>> START Reading passage

Skip to content

Conversation

@mosche
Copy link
Contributor

@mosche mosche commented May 7, 2025

Fix MasterService to execute tasks in the context in which the task was originally created.

MasterService used to execute tasks in a completely empty context rather than the original context which was captured when the task was created.

This fixes the settings API to properly return deprecation warning headers when updating deprecated settings, while properly associating them with the correct correlation id.

Previously, the correlation id of the original context wasn't propagated to the cluster state update task.
However, using newRestorableContext(preserveResponseHeaders=true) isn't enough to also - in case - propagate warning headers back to the task's thread context and hence can't be captured by the task executor in MasterService to return the response headers back to the caller.

This PR adds a new variant of newRestorableContext that supports propagation of response headers if required.

Fixes #108628 (DeprecationHttpIT.testDeprecatedSettingsReturnWarnings)

This fixes the settings API to properly return deprecation warning
headers when updating deprecated settings, while properly associating
them with the correct correlation id.

Previously, the correlation id of the original context wasn't propagated
to the cluster state update task.
However, using `newRestorableContext(preserveResponseHeaders=true)`
isn't enough to also - in case - propagate warning headers back to
the task's thread context and hence can't be captured by the task
executor in MasterService to return the response headers back to the
caller.

This PR adds a new variant of `newRestorableContext` that supports
propagation of response headers if required.

Fixes elastic#108628 (DeprecationHttpIT.testDeprecatedSettingsReturnWarnings)
@mosche mosche requested a review from DaveCTurner May 7, 2025 07:07
@mosche mosche requested a review from a team as a code owner May 7, 2025 07:07
@mosche mosche added >non-issue :Core/Infra/Core Core issues without another label labels May 7, 2025
@elasticsearchmachine elasticsearchmachine added Team:Core/Infra Meta label for core/infra team v9.1.0 labels May 7, 2025
@elasticsearchmachine
Copy link
Collaborator

Pinging @elastic/es-core-infra (Team:Core/Infra)

>> END Reading passage
>> START Entries provided

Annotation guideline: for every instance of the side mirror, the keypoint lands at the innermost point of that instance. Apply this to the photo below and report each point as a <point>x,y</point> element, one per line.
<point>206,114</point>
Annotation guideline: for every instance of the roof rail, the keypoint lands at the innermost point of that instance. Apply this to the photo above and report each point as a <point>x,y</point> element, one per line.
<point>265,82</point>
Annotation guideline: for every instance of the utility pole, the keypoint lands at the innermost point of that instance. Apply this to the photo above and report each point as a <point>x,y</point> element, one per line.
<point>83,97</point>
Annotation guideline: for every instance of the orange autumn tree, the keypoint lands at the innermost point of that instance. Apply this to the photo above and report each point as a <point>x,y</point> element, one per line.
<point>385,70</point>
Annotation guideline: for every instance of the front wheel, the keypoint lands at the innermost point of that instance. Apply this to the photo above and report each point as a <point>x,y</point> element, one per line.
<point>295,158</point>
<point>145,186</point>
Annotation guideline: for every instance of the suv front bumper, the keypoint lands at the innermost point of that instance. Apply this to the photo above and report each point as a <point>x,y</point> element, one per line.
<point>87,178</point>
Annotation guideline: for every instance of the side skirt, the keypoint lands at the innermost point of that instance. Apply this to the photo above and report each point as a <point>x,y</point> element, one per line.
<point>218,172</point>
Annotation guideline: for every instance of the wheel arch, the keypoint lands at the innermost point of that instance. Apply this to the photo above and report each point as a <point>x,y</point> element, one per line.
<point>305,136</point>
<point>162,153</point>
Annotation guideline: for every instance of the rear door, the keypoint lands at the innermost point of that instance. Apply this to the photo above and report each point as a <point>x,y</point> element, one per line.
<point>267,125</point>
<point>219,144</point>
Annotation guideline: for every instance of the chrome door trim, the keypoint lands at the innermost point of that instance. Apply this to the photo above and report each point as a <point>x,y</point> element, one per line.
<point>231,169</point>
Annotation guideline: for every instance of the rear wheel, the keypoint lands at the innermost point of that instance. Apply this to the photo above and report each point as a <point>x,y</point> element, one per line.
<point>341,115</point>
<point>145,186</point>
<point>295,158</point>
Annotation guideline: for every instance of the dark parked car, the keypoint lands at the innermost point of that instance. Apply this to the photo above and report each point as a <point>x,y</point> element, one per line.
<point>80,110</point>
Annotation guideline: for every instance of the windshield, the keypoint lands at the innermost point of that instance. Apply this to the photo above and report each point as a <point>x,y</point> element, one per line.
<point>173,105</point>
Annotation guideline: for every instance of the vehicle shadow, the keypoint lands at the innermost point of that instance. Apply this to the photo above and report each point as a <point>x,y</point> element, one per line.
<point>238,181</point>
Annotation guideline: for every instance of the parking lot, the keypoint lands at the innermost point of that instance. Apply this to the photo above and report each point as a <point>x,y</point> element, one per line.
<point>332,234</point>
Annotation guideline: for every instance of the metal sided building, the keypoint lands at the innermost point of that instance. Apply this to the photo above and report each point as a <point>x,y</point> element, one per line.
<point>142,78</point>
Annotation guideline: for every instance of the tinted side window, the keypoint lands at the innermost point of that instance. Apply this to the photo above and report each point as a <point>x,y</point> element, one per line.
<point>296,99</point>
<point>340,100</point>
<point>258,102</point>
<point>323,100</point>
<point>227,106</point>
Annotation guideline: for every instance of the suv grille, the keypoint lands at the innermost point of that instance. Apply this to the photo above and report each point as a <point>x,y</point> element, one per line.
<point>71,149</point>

>> END Entries provided

■ Exercise requirements:
[1] In the pull request thread, reproduce the stretch from "Skip to content" through "was originally created.", renaming "MasterService" to "ClusterService".
[2] Decide whether each statement agrees with the pull request thread, and answer yes or no with the deciding words quoted from it: (a) MasterService used to run tasks in an empty context instead of the original one. (b) Calling newRestorableContext with preserveResponseHeaders=true is enough to propagate warning headers back to the task's thread context. (c) The change removes newRestorableContext.
The records were taken from a different source than the text.

■ Responses per task:
[1]
Skip to content

Conversation

@mosche
Copy link
Contributor

@mosche mosche commented May 7, 2025

Fix ClusterService to execute tasks in the context in which the task was originally created.

[2]
(a) Yes: "MasterService used to execute tasks in a completely empty context rather than the original context which was captured when the task was created."
(b) No: "isn't enough to also - in case - propagate warning headers back to the task's thread context"
(c) No: "This PR adds a new variant of newRestorableContext that supports propagation of response headers if required."